In the part of the records that opens with the line containing "Find the paddle" and closes with the line containing "M 60 71 L 61", substitute "oar shaft" for every occurrence of "paddle shaft". Reproduce only those lines, with everything else unchanged.

--- start ---

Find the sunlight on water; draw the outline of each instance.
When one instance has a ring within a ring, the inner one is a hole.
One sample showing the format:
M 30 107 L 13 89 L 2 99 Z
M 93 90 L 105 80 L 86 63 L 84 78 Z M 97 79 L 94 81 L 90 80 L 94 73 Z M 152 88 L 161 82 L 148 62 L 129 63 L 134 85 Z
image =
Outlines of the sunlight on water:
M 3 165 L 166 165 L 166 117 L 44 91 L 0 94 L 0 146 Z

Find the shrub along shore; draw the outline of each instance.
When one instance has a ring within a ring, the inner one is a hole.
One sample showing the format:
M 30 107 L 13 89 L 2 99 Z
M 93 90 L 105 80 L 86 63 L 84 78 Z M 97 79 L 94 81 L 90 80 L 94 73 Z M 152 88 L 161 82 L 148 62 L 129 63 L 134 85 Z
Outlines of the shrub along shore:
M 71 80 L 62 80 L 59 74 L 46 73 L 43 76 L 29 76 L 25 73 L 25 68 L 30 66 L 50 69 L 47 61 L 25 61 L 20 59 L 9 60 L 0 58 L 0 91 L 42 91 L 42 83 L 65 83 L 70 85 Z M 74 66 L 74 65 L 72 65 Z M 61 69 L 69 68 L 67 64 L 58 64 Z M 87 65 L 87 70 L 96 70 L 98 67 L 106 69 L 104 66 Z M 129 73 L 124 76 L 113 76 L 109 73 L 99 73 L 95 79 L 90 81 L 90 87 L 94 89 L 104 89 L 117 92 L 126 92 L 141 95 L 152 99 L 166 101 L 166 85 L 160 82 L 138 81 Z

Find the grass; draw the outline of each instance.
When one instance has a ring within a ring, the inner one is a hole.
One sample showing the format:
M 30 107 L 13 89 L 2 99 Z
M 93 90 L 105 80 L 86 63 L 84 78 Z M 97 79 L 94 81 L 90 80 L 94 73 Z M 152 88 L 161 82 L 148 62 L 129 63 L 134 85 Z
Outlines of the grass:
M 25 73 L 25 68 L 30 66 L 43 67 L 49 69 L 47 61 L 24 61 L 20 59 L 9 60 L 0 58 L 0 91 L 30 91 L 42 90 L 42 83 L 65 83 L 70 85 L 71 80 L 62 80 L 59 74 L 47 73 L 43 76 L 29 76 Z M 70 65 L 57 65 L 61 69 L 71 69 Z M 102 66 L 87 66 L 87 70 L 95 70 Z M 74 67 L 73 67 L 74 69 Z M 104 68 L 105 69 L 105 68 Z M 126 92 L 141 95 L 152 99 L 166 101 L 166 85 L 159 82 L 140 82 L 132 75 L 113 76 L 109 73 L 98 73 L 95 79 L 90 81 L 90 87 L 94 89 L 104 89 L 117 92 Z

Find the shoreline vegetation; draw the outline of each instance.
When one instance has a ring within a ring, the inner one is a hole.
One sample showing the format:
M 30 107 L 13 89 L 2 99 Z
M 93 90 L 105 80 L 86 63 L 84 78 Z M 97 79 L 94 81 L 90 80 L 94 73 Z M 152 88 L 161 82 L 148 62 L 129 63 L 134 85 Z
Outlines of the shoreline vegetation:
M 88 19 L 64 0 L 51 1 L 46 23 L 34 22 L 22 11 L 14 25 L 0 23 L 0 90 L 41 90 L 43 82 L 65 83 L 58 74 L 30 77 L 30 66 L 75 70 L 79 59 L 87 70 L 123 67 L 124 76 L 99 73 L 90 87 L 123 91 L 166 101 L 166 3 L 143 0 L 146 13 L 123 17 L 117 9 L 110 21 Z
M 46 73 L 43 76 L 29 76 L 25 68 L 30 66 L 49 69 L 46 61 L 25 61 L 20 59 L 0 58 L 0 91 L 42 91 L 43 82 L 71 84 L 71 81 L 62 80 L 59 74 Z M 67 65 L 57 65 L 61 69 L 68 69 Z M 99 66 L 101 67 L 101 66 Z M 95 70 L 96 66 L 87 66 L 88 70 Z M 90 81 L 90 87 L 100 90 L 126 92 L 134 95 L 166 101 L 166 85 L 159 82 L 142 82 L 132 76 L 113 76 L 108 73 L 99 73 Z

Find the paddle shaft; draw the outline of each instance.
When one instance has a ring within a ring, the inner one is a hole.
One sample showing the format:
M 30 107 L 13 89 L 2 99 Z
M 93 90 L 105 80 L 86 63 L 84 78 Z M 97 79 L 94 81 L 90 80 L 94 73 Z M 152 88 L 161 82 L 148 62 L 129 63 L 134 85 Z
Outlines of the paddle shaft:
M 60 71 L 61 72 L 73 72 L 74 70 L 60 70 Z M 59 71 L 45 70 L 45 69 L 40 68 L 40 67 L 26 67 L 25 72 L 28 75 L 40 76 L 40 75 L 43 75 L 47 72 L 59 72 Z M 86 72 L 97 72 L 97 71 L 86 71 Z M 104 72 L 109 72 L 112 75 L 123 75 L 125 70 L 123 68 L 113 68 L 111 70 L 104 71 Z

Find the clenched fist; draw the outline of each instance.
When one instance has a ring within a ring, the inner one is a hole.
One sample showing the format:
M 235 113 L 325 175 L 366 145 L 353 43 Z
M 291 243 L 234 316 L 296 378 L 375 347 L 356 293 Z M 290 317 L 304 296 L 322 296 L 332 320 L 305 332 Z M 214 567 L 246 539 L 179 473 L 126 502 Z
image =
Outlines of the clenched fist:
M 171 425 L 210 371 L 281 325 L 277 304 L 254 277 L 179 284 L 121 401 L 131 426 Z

--- end ---

- RESULT OF THIS TASK
Find the oar shaft; draw the outline of each instance.
When one instance has a ring within a ring, the inner one is a hole.
One sample showing the format:
M 30 107 L 13 89 L 2 99 Z
M 93 90 L 105 80 L 86 63 L 84 78 Z M 97 79 L 94 81 L 90 80 L 94 73 Z M 152 88 L 161 82 L 148 62 L 129 63 L 134 85 Z
Outlines of the oar shaft:
M 60 71 L 61 72 L 73 72 L 74 70 L 60 70 Z M 59 71 L 45 70 L 45 69 L 40 68 L 40 67 L 26 67 L 25 72 L 28 75 L 40 76 L 40 75 L 43 75 L 47 72 L 59 72 Z M 86 72 L 97 72 L 97 71 L 86 71 Z M 104 72 L 109 72 L 112 75 L 123 75 L 125 70 L 123 68 L 113 68 L 111 70 L 104 71 Z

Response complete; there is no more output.